> Assignment:
In the fuel economy excerpt below, repeat the passage between "The proposed standards" and "producing gas-powered vehicles.", inclusive, word for word.

> Excerpt:
The standards revision comes nearly a year after Transportation Secretary Sean Duffy ordered the NHTSA to immediately start rulemaking around rescinding or replacing what are called the Corporate Average Fuel Economy (CAFE) standards for cars, SUVs and heavy-duty pickups and vans. Federal law mandates improved gas mileage for American vehicles.
In June, the NHTSA said the prior administration wrongly considered electric vehicles when establishing future mileage requirements. Duffy said that federal law considers only combustion engines in establishing fuel standards, and that by including electric vehicles and hybrid cars, the Biden administration created a standard that combustion engine cars could not attain and required the carmakers to trade for carbon credits.
“These rules are going to allow the automakers to make vehicles that Americans want to purchase, not vehicles that Joe Biden and [former transportation secretary Pete] Buttigieg want them to build,” Duffy said.
The proposed standards would also eliminate the CAFE credit trading program starting in model year 2028, according to the U.S. Department of Transportation. The agency said the credit system allowed companies with large EV lineups to generate and sell excess credits, effectively subsidizing EV manufacturers while increasing compliance costs for companies producing gas-powered vehicles.
EVs’ market share in the U.S. is expected to remain at 8 percent through 2026, the same as it was in 2024, according to a recent forecast from AutoPacific, a research firm. It’s a decrease from the firm’s estimate last year, when it predicted that the market share for EVs would reach 11 percent in 2025 and 15 percent in 2026.

> Available data:
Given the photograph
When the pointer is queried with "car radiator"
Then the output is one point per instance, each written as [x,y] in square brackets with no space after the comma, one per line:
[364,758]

> Task result:
The proposed standards would also eliminate the CAFE credit trading program starting in model year 2028, according to the U.S. Department of Transportation. The agency said the credit system allowed companies with large EV lineups to generate and sell excess credits, effectively subsidizing EV manufacturers while increasing compliance costs for companies producing gas-powered vehicles.